## DOCUMENT SEGMENT
-=-=-

That sort of smoothing, or sculpture of existing content, already loaded with its own complex emotional information, comes in the ripples of Slit Thru, as unrecognisable bullets of over-processed vocal fragments scatter its liquid surface. Single standout Thievery quivers within its bodily milieu of monstrously physical (though strangely synthetic) movement, while title track Xen points to its equal parts technological and imaginative source. Here, digitised body modification comes in the wobbly, chattering spiral of disparate elements that crash together and form a single, magnificent whole. Steph Kretowicz

8/10

Mute released 'Xen' on November 3rd 2014 (buy). 

DELS – 'Petals Have Fallen'

Post internet wi-fi fo fum / And I'll never go pop, rather die ho hum. I like it when Kieren Gallear aka DELS gets pissy. As a London recording artist who’s been carving out a name for himself as a sincere and poetic emcee across album debut 'GOB' in 2011 and the 'Black Salad' EP, it’s a swagger that’s always there – you just have to listen for it. But when it comes to 'Petals Have Fallen', its lead single RGB blasts beats from Micachu that growl and oscillate under Gallear's rage at trends and the things that don’t matter, while on other tracks waxing thoughtful on the things that do. 

There’s some dark matter here, with Gallear’s background as a graphic designer, an education in the shady ins and outs of networked culture comes in handy in the hollow, frenetic synth rhythms of House of Commons. It opens with an RP-inflecting automated voice telling the time “precisely”, followed by the rapper’s incisive chat on corporatised politics-at-large: You've got something on your nose / It’s product placement.

Emerging from that vital cluster of artists and producers around London’s East and South East, twice summed up by Micachu and Kwes's 'Kwesachu' mixtapes, 'Petals Have Fallen' too becomes a showcase of some of England’s born and bred best. With Kwes executive producing and Bonobo, Blue May, Eli-T, and more contributing beats, and artists like Elan Tamara and Rosie Lowe adding vocals, DELS offers an honest document of a city's precarious systems, along with the people that are there to smash them. That’s when the Tirzah-featuring title track to end Petals Have Fallen references the 2011 London riots, offering one final provocation in Spittin’ New Wave, the conclusion is pendin’.

7/10

Big Dada released 'Petals Have Fallen' on November 3rd 2014 (buy). 

Deptford Goth – 'Songs'

Deptford Goth's new album is called 'Songs', and that's important: the big thing to focus on here is Daniel Woolhouse's songcraft. There's a greater focus on the technical composition, the arrangements are smarter and more considered, and there's a diverse array of sounds and instrumentation on display – choirs (or choral sounds) on Relics, brass (or brass-like sounds) on A Circle, woodwind (or woodwind-esque sounds) on A Shelter, A Weapon – which certainly beats "a few guitars, a couple of synths, a piano, various USB controllers, a laptop and an electronic cigarette", as he told Dummy he used on debut album 'Life After Defo' last year.

-=-=-

## RECORDS FOR THIS TASK
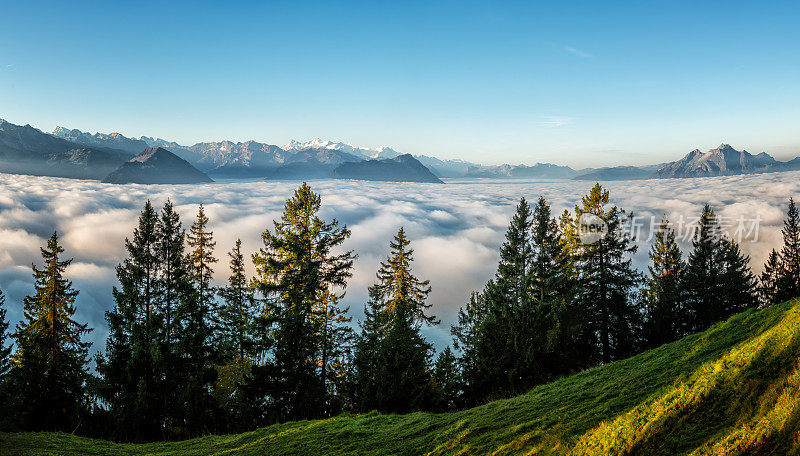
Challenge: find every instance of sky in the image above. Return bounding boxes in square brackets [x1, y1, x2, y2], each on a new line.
[0, 0, 800, 167]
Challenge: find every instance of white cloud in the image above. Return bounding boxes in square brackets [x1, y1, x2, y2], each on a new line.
[0, 172, 800, 352]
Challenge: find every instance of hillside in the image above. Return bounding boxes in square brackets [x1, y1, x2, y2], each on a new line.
[0, 119, 132, 179]
[103, 147, 213, 184]
[0, 301, 800, 455]
[331, 154, 443, 184]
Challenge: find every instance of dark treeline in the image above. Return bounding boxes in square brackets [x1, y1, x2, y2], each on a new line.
[0, 184, 800, 441]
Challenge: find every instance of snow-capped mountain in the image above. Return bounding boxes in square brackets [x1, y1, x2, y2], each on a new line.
[653, 144, 783, 178]
[52, 127, 148, 155]
[283, 138, 400, 159]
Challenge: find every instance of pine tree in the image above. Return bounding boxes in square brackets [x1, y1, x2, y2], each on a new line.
[213, 239, 263, 432]
[220, 239, 258, 360]
[97, 201, 166, 441]
[561, 184, 640, 363]
[348, 285, 388, 411]
[355, 228, 438, 413]
[528, 197, 586, 380]
[0, 290, 12, 385]
[776, 198, 800, 302]
[314, 292, 353, 416]
[253, 183, 355, 419]
[12, 232, 91, 431]
[682, 205, 757, 332]
[179, 204, 219, 435]
[451, 197, 578, 403]
[433, 347, 461, 411]
[465, 198, 544, 399]
[758, 249, 784, 306]
[642, 217, 684, 348]
[155, 200, 197, 437]
[0, 290, 11, 431]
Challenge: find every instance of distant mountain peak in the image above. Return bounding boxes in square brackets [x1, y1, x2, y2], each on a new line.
[103, 147, 213, 184]
[283, 138, 400, 158]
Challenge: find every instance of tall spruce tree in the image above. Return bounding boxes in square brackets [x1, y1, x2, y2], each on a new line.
[354, 227, 438, 413]
[528, 197, 587, 380]
[253, 183, 355, 419]
[0, 290, 11, 431]
[220, 239, 259, 360]
[453, 198, 538, 401]
[642, 216, 684, 348]
[0, 290, 12, 386]
[97, 201, 168, 441]
[213, 239, 263, 432]
[348, 285, 389, 411]
[314, 292, 354, 416]
[775, 198, 800, 302]
[12, 232, 91, 432]
[179, 204, 220, 435]
[758, 249, 784, 306]
[561, 183, 640, 363]
[450, 292, 494, 406]
[433, 346, 461, 411]
[451, 197, 582, 403]
[155, 200, 195, 437]
[682, 204, 757, 332]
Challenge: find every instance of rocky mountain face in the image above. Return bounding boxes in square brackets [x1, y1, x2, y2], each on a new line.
[572, 163, 664, 181]
[653, 144, 782, 178]
[37, 124, 800, 180]
[283, 138, 400, 159]
[268, 149, 363, 180]
[52, 127, 149, 155]
[467, 163, 578, 179]
[0, 119, 132, 179]
[103, 147, 213, 184]
[331, 154, 444, 184]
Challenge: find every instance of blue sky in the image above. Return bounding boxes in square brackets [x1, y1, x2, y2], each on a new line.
[0, 1, 800, 166]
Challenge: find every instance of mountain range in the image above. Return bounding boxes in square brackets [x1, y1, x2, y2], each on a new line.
[103, 147, 214, 184]
[0, 120, 800, 182]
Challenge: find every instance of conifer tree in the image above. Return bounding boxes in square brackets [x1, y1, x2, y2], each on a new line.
[451, 197, 580, 403]
[433, 346, 461, 411]
[155, 200, 196, 437]
[642, 217, 684, 348]
[0, 290, 12, 385]
[97, 201, 167, 440]
[528, 197, 587, 380]
[179, 204, 219, 435]
[682, 205, 757, 332]
[450, 292, 495, 406]
[314, 292, 354, 416]
[156, 200, 196, 362]
[348, 285, 388, 411]
[758, 249, 784, 306]
[0, 290, 11, 431]
[465, 198, 539, 400]
[12, 232, 91, 431]
[220, 239, 258, 360]
[253, 183, 355, 419]
[213, 239, 261, 431]
[561, 183, 640, 363]
[776, 198, 800, 302]
[355, 228, 438, 413]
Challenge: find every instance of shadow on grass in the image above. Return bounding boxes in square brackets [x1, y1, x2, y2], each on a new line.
[608, 304, 800, 455]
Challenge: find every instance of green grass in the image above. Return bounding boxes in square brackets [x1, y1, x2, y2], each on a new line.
[0, 301, 800, 456]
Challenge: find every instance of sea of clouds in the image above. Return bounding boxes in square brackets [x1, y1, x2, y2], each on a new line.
[0, 172, 800, 349]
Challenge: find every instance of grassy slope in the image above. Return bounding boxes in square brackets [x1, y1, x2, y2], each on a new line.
[0, 301, 800, 456]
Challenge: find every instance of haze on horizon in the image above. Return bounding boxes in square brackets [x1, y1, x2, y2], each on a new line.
[0, 1, 800, 167]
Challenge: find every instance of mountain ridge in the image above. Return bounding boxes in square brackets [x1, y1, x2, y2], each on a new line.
[102, 147, 213, 184]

-=-=-

## TO BE DONE
- 1) Answer these from the music reviews, one answer per line, marked to match:
(a) Which label released 'Xen', and on what date?
(b) What score does 'Petals Have Fallen' receive?
(c) What was the name of Deptford Goth's debut album?
- 2) Reproduce the entries from the line containing "Challenge: find every instance of conifer" through the line containing "[0, 172, 800, 349]", inclusive.

## SOLUTIONS TO THE TASKS
- 1)
(a) Mute, on November 3rd 2014
(b) 7/10
(c) 'Life After Defo'

- 2)
Challenge: find every instance of conifer tree in the image above. Return bounding boxes in square brackets [x1, y1, x2, y2], each on a new line.
[451, 197, 580, 403]
[433, 346, 461, 411]
[155, 200, 196, 437]
[642, 217, 684, 348]
[0, 290, 12, 385]
[97, 201, 167, 440]
[528, 197, 587, 380]
[179, 204, 219, 435]
[682, 205, 757, 332]
[450, 292, 495, 406]
[314, 292, 354, 416]
[156, 200, 196, 362]
[348, 285, 388, 411]
[758, 249, 784, 306]
[0, 290, 11, 431]
[465, 198, 539, 400]
[12, 232, 91, 431]
[220, 239, 258, 360]
[253, 183, 355, 419]
[213, 239, 261, 431]
[561, 183, 640, 363]
[776, 198, 800, 302]
[355, 228, 438, 413]
Challenge: find every instance of shadow on grass in the image above. Return bounding boxes in square brackets [x1, y1, x2, y2], each on a new line.
[608, 304, 800, 455]
Challenge: find every instance of green grass in the image above. Return bounding boxes in square brackets [x1, y1, x2, y2], each on a new line.
[0, 301, 800, 456]
Challenge: find every instance of sea of clouds in the image above. Return bounding boxes in square brackets [x1, y1, x2, y2], each on a new line.
[0, 172, 800, 349]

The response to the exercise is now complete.